◆ DIRECTIVE
Write out the material exactly, leaving every picture behind.

◆ Coordinate annotation entries
= = = = =

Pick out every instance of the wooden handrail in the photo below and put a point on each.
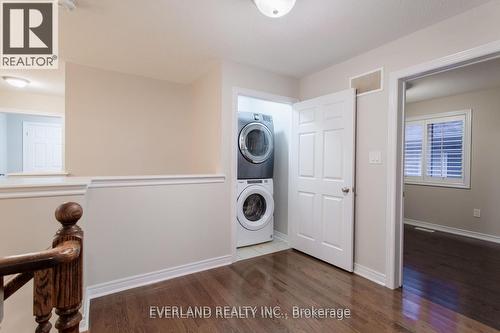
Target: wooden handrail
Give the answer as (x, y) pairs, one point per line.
(64, 253)
(57, 274)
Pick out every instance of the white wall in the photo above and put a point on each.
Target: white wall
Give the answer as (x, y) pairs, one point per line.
(120, 124)
(473, 28)
(3, 143)
(137, 230)
(281, 114)
(454, 207)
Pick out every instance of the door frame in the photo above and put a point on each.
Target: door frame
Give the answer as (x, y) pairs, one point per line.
(395, 144)
(238, 91)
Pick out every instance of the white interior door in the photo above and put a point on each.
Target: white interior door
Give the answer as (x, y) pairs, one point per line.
(42, 147)
(322, 162)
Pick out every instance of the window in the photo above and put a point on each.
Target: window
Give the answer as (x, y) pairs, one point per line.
(437, 149)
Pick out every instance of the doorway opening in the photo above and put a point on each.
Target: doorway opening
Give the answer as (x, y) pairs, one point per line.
(451, 235)
(263, 141)
(395, 152)
(312, 178)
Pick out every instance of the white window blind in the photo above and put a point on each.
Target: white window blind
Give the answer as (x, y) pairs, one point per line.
(413, 149)
(437, 149)
(445, 149)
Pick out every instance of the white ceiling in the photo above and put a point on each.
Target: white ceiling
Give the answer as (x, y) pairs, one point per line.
(47, 82)
(178, 40)
(475, 77)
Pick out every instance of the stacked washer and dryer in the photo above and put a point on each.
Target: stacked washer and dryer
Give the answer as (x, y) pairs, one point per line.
(255, 207)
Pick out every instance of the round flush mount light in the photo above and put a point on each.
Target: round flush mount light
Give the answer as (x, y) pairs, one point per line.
(16, 81)
(275, 8)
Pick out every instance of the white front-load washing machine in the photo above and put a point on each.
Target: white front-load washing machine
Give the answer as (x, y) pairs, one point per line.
(255, 211)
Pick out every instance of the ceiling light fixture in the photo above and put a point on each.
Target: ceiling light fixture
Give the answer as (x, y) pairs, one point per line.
(16, 81)
(275, 8)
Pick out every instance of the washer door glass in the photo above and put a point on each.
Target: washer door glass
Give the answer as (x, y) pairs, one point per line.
(255, 207)
(256, 142)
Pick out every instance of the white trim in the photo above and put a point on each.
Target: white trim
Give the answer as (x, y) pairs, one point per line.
(280, 236)
(140, 280)
(45, 192)
(381, 69)
(394, 209)
(38, 174)
(132, 181)
(29, 187)
(452, 230)
(369, 274)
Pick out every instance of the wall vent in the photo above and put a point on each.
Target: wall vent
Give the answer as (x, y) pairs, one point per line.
(369, 82)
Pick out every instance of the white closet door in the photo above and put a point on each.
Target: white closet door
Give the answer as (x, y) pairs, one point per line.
(322, 163)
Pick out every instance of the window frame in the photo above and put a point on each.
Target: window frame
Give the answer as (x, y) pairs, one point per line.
(424, 120)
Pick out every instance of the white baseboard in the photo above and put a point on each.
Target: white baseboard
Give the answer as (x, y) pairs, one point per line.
(369, 274)
(116, 286)
(281, 236)
(455, 231)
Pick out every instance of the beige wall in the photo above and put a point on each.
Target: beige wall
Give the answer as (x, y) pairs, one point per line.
(120, 124)
(473, 28)
(454, 207)
(206, 136)
(33, 103)
(143, 229)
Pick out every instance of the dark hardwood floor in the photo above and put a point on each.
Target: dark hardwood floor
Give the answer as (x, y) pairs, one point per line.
(284, 279)
(459, 273)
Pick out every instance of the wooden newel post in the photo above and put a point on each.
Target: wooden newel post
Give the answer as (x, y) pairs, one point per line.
(68, 277)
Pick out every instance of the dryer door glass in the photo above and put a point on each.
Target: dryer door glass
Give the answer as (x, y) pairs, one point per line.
(256, 143)
(254, 207)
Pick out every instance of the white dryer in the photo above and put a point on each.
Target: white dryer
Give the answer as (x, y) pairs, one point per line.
(255, 211)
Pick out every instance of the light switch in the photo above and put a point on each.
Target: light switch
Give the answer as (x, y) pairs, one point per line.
(375, 157)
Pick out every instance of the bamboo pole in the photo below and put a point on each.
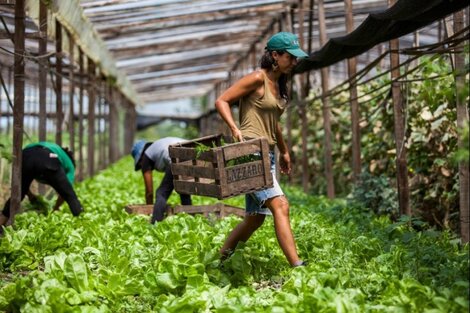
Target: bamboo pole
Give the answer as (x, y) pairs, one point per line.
(113, 125)
(18, 109)
(399, 125)
(91, 117)
(303, 106)
(58, 78)
(326, 107)
(462, 120)
(356, 131)
(42, 71)
(71, 92)
(80, 115)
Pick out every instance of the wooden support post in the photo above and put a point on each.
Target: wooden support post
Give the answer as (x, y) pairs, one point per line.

= = = = =

◆ FINAL RESULT
Pick out every instance of the wooden handrail in the photo below and put a point on each.
Target: wooden handrail
Give the answer as (x, y) pairs, one point per line.
(64, 253)
(57, 274)
Pick out every instance of the white wall in the photo above and put a point on each.
Target: white wall
Give the answer as (x, y) pairs, one point per line.
(120, 124)
(473, 28)
(3, 143)
(137, 230)
(281, 114)
(454, 207)
Pick out every instance of the door frame in the photo above and put a point on each.
Target: door frame
Give the answer as (x, y) pairs, one point per line.
(395, 144)
(238, 91)
Pick out every instance of the white interior door in the photo above and put a point on each.
Target: white interior door
Give the answer as (x, y) pairs, one point per line.
(42, 147)
(322, 162)
Pick out every instance of the window in the photo above and put a point on each.
Target: window
Give the answer as (x, y) pairs, one point per line.
(437, 149)
Pick out every instance of the doorway opening in the photo above and put a point on each.
Target: doorway opening
Give the answer as (x, y) pairs, one point per line.
(451, 235)
(263, 141)
(395, 152)
(312, 178)
Pick out every instance of the white window blind in the photo above and put a point on each.
Target: white window blind
Give the answer as (x, y) pairs, one point per line.
(413, 149)
(437, 149)
(445, 149)
Pick out every instance of the white ceiling in the photo above and put a point on each.
Target: white ceiling
Give the answer as (x, y) pairs, one point per line.
(47, 82)
(178, 40)
(475, 77)
Pick out every instance of the stacked washer and dryer in the photo above and put a point on each.
Target: stacked washer and dryer
Give the answer as (x, y) pairs, one point per line.
(255, 207)
Pick out every instance of the round flush mount light in the photo above and put a point on each.
Target: round flush mount light
Give the answer as (x, y) pairs, one point per line.
(16, 81)
(275, 8)
Pick out every instance of the white front-load washing machine in the photo above and put a point on each.
Target: white front-load washing machine
Give the answer as (x, y) pairs, one point per line.
(255, 211)
Pick out every instance of the ceiling light fixture in the photo above and put a point on each.
Target: ceiling light fixture
Give the answer as (x, y) pairs, one point per line.
(16, 81)
(275, 8)
Pick out every instance of the washer door glass in the photo above and put a point on each.
Target: washer door glass
Give the answer as (x, y) pairs, one point per line.
(255, 207)
(256, 142)
Pick out every instance of the white trim in the photo above and put a point on each.
Target: white trim
Give the answer as (x, y) pairs, one point per line.
(280, 236)
(140, 280)
(45, 192)
(381, 69)
(394, 209)
(38, 174)
(132, 181)
(29, 187)
(452, 230)
(369, 274)
Pick out every instance of the wall vent in the photo above and put a point on each.
Target: wall vent
Give the answer as (x, y) pairs, one point per line.
(369, 82)
Pick out every instance of the white closet door in the photo above and put a point on each.
Target: white closet door
Give the answer as (x, y) pairs, one point per line.
(322, 163)
Pick out every instance of the window frame in the photo above and put a point on each.
Target: window frame
Give the answer as (x, y) pairs, one point per line.
(424, 120)
Pick out every instance of the white baseboard in the photo above and put a point on each.
Target: white baseboard
Give the answer as (x, y) pairs, one point per line.
(369, 274)
(116, 286)
(281, 236)
(455, 231)
Pick out every instance of the beige wall in the photo above and put a point on each.
Target: beige wall
Give the answer as (x, y) pairs, one point per line.
(120, 124)
(473, 28)
(454, 207)
(206, 136)
(33, 103)
(143, 229)
Pick out every instance of the dark hardwood floor in the photo above and put a point on each.
Target: dark hardwood floor
Give the answer as (x, y) pairs, one point per line.
(284, 279)
(459, 273)
Pick out every instance of the wooden newel post in the photo above and put a point on each.
Target: wooden newel post
Give the answer as (x, y) pairs, one point per line.
(68, 277)
Pick out every instance of the dryer door glass in the photo above and put a point on each.
Target: dryer door glass
Give the answer as (x, y) pairs, one point per line.
(256, 143)
(254, 207)
Pick out every instance of the white dryer in the photo above and put a point on each.
Target: white dryer
Give the answer as (x, y) pairs, one point per line.
(255, 211)
Pick out every instance of the light switch in the photo above and put a point on each.
Target: light switch
Give the answer as (x, y) pairs, one point per line.
(375, 157)
Pick out every instance of the bamboo pole in the photo below and put a point on each.
Target: bamboo pole
Give the answer as (x, y) pairs, one point per line.
(113, 125)
(18, 109)
(399, 125)
(91, 117)
(303, 106)
(58, 78)
(326, 107)
(462, 120)
(356, 131)
(42, 71)
(71, 92)
(80, 115)
Pick out every instance of the wooden support post in the photo above and put a point on each.
Target: wooden support post
Give the answer as (x, y) pairs, one point per line.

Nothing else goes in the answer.